Saved entries:
BEGIN
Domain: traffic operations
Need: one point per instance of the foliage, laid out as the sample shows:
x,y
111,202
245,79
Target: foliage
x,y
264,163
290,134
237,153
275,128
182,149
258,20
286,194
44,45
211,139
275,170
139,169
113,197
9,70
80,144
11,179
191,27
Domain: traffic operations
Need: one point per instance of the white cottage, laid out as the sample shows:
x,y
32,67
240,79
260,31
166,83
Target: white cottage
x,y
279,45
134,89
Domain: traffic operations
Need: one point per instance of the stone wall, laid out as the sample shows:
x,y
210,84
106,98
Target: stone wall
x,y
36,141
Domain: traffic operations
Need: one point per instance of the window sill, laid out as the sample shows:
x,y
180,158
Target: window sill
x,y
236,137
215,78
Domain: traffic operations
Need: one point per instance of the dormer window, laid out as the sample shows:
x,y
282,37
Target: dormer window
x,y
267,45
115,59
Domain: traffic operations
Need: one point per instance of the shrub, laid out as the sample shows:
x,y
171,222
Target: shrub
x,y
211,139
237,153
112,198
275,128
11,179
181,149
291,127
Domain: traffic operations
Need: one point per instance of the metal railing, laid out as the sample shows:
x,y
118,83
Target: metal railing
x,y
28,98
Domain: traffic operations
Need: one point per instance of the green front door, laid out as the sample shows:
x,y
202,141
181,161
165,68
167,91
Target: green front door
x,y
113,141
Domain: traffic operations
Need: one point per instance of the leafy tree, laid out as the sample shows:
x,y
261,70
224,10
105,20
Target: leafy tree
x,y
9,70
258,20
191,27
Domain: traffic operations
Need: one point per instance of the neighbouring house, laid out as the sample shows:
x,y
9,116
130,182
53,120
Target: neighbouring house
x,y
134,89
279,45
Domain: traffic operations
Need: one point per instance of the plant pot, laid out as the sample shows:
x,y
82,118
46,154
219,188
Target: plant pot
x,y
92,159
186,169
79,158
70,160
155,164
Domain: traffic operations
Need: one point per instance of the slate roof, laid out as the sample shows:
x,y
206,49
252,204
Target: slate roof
END
• _WHAT YOU NEED TO DO_
Word for word, repeat each entry shown above.

• _SOLUTION TO THE PROBLEM_
Domain: traffic operations
Need: one point per instance of the foliage, laid out as the sample shows:
x,y
111,202
245,79
Target: foliage
x,y
264,163
290,134
237,153
275,128
182,149
258,20
286,194
44,45
211,139
275,170
139,169
113,197
9,70
80,144
11,179
191,27
Domain: traffic operations
Need: one point per instance of the white cottage, laid out as the sample shows:
x,y
32,67
240,79
260,31
166,83
Target: white cottage
x,y
279,45
134,89
Domain: traffic operations
Need: one point per instance of the stone wall, laid out as the sample shows:
x,y
210,84
106,98
Target: stone wall
x,y
36,141
Domain: traffic operations
Need: one point per instance of the window sill, laid out as the sample shows:
x,y
180,158
Target: window sill
x,y
236,137
215,78
Domain: traffic operations
Need: one point per instance of the dormer window, laid out as the sample shows:
x,y
282,37
Target: dormer window
x,y
267,45
115,59
Domain: traffic operations
Need: one point per instance of the shrub, laid out as the sample shows:
x,y
171,222
Target: shrub
x,y
211,139
237,153
112,198
275,128
11,179
181,149
291,127
Domain: traffic operations
Need: one point per instance of the metal railing, laid out as the sample shows:
x,y
118,83
Target: metal railing
x,y
28,98
Domain: traffic operations
Need: one point per instance of the green front door, laid out as the sample shows:
x,y
202,141
181,161
165,68
167,91
Target: green front door
x,y
113,141
Domain: traffic operations
Need: one point per instance of the leafy tree, laid out as the sample shows:
x,y
261,70
224,10
105,20
Target: leafy tree
x,y
9,70
258,20
191,27
Domain: traffic operations
Need: one point per instance of the neighbouring house, laid out as the sample shows:
x,y
9,116
130,182
53,120
Target: neighbouring house
x,y
134,89
279,45
Domain: traffic operations
Need: one point per instance of the plant pot, laid out as the sample shows:
x,y
82,118
46,154
219,188
Target: plant pot
x,y
92,159
186,169
79,158
70,160
155,164
Domain: traffic operations
Need: one point per instance of the slate roof, laid out as the sample shows:
x,y
206,49
252,204
Target: slate roof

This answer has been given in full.